◆ Instructions for the task ◆
Quote all of the entries word for word.

━━━━━ Dataset rows

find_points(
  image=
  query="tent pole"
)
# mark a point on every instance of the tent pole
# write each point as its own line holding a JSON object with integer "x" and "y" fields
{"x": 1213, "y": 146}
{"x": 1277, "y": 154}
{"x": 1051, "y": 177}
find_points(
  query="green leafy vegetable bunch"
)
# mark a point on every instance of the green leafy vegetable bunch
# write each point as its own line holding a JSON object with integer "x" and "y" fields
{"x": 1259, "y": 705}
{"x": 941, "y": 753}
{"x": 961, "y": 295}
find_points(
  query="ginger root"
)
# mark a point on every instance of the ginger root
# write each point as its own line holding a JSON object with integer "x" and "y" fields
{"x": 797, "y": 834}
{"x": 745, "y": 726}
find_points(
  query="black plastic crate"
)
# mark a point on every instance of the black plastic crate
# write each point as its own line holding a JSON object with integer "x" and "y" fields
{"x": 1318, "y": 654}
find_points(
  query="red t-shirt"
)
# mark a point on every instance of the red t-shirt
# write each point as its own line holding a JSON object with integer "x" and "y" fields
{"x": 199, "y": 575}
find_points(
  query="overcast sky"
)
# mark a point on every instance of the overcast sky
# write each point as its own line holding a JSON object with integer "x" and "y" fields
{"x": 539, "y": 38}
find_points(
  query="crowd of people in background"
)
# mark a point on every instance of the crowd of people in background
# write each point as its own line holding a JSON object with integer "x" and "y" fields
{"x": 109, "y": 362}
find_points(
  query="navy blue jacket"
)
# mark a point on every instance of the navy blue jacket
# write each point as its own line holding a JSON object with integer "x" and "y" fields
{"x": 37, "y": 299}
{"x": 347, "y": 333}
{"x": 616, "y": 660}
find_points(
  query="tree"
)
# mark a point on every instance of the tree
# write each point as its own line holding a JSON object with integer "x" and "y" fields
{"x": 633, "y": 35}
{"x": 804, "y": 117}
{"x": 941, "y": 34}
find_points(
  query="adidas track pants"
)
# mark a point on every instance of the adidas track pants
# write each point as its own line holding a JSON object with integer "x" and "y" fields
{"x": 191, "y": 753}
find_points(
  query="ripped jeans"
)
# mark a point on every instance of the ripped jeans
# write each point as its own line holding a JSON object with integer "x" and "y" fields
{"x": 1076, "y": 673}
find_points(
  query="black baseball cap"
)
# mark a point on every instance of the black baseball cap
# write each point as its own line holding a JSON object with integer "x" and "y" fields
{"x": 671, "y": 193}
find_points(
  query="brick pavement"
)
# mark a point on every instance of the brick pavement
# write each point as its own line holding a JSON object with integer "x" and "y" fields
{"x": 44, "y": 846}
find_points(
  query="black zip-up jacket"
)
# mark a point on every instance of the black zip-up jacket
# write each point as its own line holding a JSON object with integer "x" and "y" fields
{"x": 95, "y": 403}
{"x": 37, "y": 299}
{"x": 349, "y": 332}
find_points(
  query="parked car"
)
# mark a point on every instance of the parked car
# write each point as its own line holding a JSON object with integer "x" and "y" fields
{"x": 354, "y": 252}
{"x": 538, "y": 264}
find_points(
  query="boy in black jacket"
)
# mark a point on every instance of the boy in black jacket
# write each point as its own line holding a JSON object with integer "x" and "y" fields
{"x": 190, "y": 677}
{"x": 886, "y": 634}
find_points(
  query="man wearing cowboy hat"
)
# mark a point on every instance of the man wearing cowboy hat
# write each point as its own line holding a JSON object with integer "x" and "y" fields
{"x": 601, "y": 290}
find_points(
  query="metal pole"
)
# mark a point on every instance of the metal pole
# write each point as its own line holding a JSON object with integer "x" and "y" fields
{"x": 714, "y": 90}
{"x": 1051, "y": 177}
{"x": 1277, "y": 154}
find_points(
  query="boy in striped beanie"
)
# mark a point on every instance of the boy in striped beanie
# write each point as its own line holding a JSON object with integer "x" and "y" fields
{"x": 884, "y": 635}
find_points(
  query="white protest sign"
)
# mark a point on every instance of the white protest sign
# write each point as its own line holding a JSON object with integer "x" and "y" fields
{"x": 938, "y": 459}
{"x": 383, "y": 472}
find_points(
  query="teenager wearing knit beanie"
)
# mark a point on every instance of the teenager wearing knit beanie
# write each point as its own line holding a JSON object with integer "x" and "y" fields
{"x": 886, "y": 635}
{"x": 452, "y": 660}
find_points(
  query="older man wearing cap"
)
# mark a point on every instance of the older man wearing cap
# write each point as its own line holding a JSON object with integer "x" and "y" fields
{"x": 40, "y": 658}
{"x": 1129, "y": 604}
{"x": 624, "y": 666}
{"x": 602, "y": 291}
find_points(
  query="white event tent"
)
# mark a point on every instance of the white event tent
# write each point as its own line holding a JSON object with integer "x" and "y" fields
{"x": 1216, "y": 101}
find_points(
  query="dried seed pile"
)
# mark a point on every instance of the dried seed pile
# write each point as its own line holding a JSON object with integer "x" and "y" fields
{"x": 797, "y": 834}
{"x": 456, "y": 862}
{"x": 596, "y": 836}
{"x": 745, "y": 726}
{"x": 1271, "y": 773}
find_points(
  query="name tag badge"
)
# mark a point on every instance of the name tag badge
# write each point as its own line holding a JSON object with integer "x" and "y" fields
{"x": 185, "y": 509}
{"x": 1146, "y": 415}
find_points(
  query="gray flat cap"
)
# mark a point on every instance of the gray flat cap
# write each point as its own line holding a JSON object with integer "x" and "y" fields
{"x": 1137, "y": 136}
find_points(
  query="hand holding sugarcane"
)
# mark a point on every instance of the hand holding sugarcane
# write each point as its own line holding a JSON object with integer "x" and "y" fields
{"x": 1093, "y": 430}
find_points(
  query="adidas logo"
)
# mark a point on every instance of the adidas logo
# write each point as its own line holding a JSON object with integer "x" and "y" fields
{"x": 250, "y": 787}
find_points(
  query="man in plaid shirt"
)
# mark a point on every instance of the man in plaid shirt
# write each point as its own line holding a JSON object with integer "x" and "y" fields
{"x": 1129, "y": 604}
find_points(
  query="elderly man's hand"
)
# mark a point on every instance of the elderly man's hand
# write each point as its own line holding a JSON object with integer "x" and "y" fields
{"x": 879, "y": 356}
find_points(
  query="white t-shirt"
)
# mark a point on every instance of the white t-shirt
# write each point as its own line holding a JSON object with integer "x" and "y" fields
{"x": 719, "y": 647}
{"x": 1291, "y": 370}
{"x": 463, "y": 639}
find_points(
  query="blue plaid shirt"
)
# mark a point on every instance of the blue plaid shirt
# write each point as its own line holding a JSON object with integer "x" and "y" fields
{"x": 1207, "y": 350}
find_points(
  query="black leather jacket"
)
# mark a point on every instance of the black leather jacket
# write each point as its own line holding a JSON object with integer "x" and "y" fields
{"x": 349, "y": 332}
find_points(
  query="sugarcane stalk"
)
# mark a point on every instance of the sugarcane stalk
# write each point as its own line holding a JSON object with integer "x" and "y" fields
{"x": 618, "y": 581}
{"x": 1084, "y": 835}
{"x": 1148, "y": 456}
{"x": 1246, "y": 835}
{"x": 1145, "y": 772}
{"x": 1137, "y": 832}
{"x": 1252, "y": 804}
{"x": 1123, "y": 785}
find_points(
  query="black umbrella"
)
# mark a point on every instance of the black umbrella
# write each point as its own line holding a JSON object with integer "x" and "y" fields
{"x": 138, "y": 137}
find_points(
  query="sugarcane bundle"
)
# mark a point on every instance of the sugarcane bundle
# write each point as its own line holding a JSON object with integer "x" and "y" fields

━━━━━━━━━━

◆ Result for this exercise ◆
find_points(
  image=
  query="tent pole"
)
# mark a point on every instance of the tent pole
# write each point as its own line holding a JSON object with integer "x" and "y" fields
{"x": 1213, "y": 146}
{"x": 1277, "y": 154}
{"x": 1051, "y": 177}
find_points(
  query="green leafy vegetable bunch"
)
# mark a point on every instance of the green leafy vegetable bunch
# write each point as its own line holding a JSON object with integer "x" and "y" fields
{"x": 1259, "y": 705}
{"x": 941, "y": 753}
{"x": 961, "y": 295}
find_points(
  query="ginger root"
)
# mark a point on every instance of the ginger root
# write each point as its own line holding a JSON object with integer "x" and "y" fields
{"x": 797, "y": 834}
{"x": 745, "y": 726}
find_points(
  query="black plastic crate"
)
# mark a point on every instance of the black plastic crate
# write each point as its own line holding a JSON object with integer "x" and "y" fields
{"x": 1318, "y": 654}
find_points(
  query="red t-shirt"
)
# mark a point on every instance of the red t-shirt
# write each point as its own line holding a JSON object with integer "x" and "y" fields
{"x": 199, "y": 575}
find_points(
  query="overcast sky"
)
# mark a point on every instance of the overcast sky
# write each point as its own line holding a JSON object with integer "x" and "y" fields
{"x": 539, "y": 38}
find_points(
  query="crowd of people in background"
)
# mark a point on every instance of the crowd of people in background
# write each point as its own line holding a JSON object with integer "x" and "y" fields
{"x": 109, "y": 362}
find_points(
  query="navy blue jacket"
)
# mark a point on every instance of the navy blue jacket
# write each point as its own line holding a JSON object with integer "x" and "y" fields
{"x": 37, "y": 299}
{"x": 347, "y": 333}
{"x": 616, "y": 660}
find_points(
  query="tree"
)
# mark a point on every instance of the tree
# write each point as its own line holding a JSON object with integer "x" and "y" fields
{"x": 633, "y": 35}
{"x": 804, "y": 117}
{"x": 941, "y": 34}
find_points(
  query="adidas track pants"
)
# mark a point on every instance of the adidas track pants
# write each point as its own line holding a JSON object with integer "x" and "y" fields
{"x": 191, "y": 753}
find_points(
  query="ripped jeans"
)
# mark a point on every instance of the ripped jeans
# write each point as its own line holding a JSON object with integer "x" and "y" fields
{"x": 1076, "y": 673}
find_points(
  query="black baseball cap"
)
# mark a point on every instance of the black baseball cap
# write each point as its own line holding a JSON object with integer "x" and "y" fields
{"x": 671, "y": 193}
find_points(
  query="brick pavement"
)
# mark a point on every instance of the brick pavement
# write each point as its own line holding a JSON object with integer "x" and "y" fields
{"x": 44, "y": 846}
find_points(
  query="black zip-up jacket"
)
# mark a point on every instance of the black zip-up jacket
# write each point as its own line holding a JSON object with integer "x" and "y" fields
{"x": 95, "y": 403}
{"x": 37, "y": 299}
{"x": 349, "y": 332}
find_points(
  query="parked car"
)
# mark a point on every instance of the parked car
# write each point as its own line holding a JSON object with integer "x" and "y" fields
{"x": 354, "y": 252}
{"x": 538, "y": 264}
find_points(
  query="boy in black jacket"
)
# mark a point on every instance of the boy in black jacket
# write each point as its own line holding a JSON object with integer "x" and "y" fields
{"x": 190, "y": 677}
{"x": 886, "y": 634}
find_points(
  query="man wearing cowboy hat"
)
# mark a point on every instance of the man wearing cowboy hat
# write each point as its own line holding a JSON object with integer "x" and "y" fields
{"x": 601, "y": 290}
find_points(
  query="metal pole"
)
# mark a point on every instance of the metal pole
# write each point as its own line holding a JSON object with integer "x" and "y" fields
{"x": 714, "y": 90}
{"x": 1051, "y": 177}
{"x": 1277, "y": 154}
find_points(
  query="boy in striped beanie"
)
# mark a point on every instance of the boy in striped beanie
# write each point as its own line holding a JSON object with integer "x" and "y" fields
{"x": 884, "y": 635}
find_points(
  query="white protest sign"
)
# mark a point on every instance of the white protest sign
# write each point as its own line holding a JSON object with integer "x" and "y" fields
{"x": 938, "y": 459}
{"x": 383, "y": 472}
find_points(
  query="teenager wearing knit beanie"
)
# mark a point on every instance of the teenager wearing knit beanie
# write each point as its own line holding a JSON object with integer "x" and "y" fields
{"x": 886, "y": 635}
{"x": 452, "y": 660}
find_points(
  query="older man wearing cap"
)
# mark a point on every instance of the older man wearing cap
# write each point as its own line holding a JSON object with integer "x" and "y" fields
{"x": 40, "y": 658}
{"x": 1129, "y": 604}
{"x": 624, "y": 666}
{"x": 602, "y": 291}
find_points(
  query="white event tent"
)
# mark a point on every instance of the white event tent
# write each point as its own line holding a JSON object with integer "x" and "y" fields
{"x": 1216, "y": 101}
find_points(
  query="dried seed pile"
)
# mark a point on every instance of the dried seed pile
# write each point as its own line holding a JSON object with integer "x" and "y" fields
{"x": 797, "y": 834}
{"x": 456, "y": 862}
{"x": 596, "y": 836}
{"x": 745, "y": 726}
{"x": 1271, "y": 773}
find_points(
  query="name tag badge"
)
# mark a point on every instance of the name tag badge
# write each point as its own line holding a JSON object with integer "x" and "y" fields
{"x": 185, "y": 509}
{"x": 1146, "y": 415}
find_points(
  query="gray flat cap"
)
# mark a point on every instance of the gray flat cap
# write each point as its own line holding a JSON object with integer "x" and "y" fields
{"x": 1137, "y": 136}
find_points(
  query="hand holding sugarcane"
)
# mark a point on every instance of the hand holding sugarcane
# write each point as its own line holding a JSON object with integer "x" and "y" fields
{"x": 1093, "y": 430}
find_points(
  query="adidas logo"
)
# mark a point on every instance of the adidas logo
# write each point as its own line holding a JSON object with integer "x" and "y" fields
{"x": 250, "y": 787}
find_points(
  query="man in plaid shirt"
)
# mark a point on every instance of the man in plaid shirt
# write each point as its own line holding a JSON object with integer "x" and "y" fields
{"x": 1129, "y": 604}
find_points(
  query="elderly man's hand"
)
# mark a point on every instance of the elderly man's hand
# write each point as its own line holding a JSON object with integer "x" and "y" fields
{"x": 879, "y": 356}
find_points(
  query="white t-shirt"
)
# mark a point on every instance of the white t-shirt
# write each point as its own line holding a JSON object with integer "x" and "y" fields
{"x": 719, "y": 647}
{"x": 1291, "y": 370}
{"x": 463, "y": 639}
find_points(
  query="blue plaid shirt"
)
# mark a point on every instance of the blue plaid shirt
# write each point as its own line holding a JSON object with integer "x" and "y" fields
{"x": 1207, "y": 350}
find_points(
  query="black leather jacket"
)
# mark a point on every instance of the black leather jacket
# write each point as its own line holding a JSON object with integer "x" and "y" fields
{"x": 349, "y": 332}
find_points(
  query="sugarcane stalk"
)
# mark a point on every instance of the sugarcane stalk
# write each point as its own line holding a JSON object with integer "x" and "y" fields
{"x": 618, "y": 581}
{"x": 1084, "y": 835}
{"x": 1148, "y": 456}
{"x": 1246, "y": 835}
{"x": 1145, "y": 772}
{"x": 1137, "y": 832}
{"x": 1252, "y": 804}
{"x": 1123, "y": 785}
find_points(
  query="black umbrella"
)
# mark a point on every instance of the black umbrella
# write each point as its own line holding a JSON object with integer "x" and "y" fields
{"x": 138, "y": 137}
find_points(
  query="sugarcane bundle"
)
# mark a point on every instance of the sugarcane bundle
# write each point as its own line holding a JSON object with integer "x" and "y" fields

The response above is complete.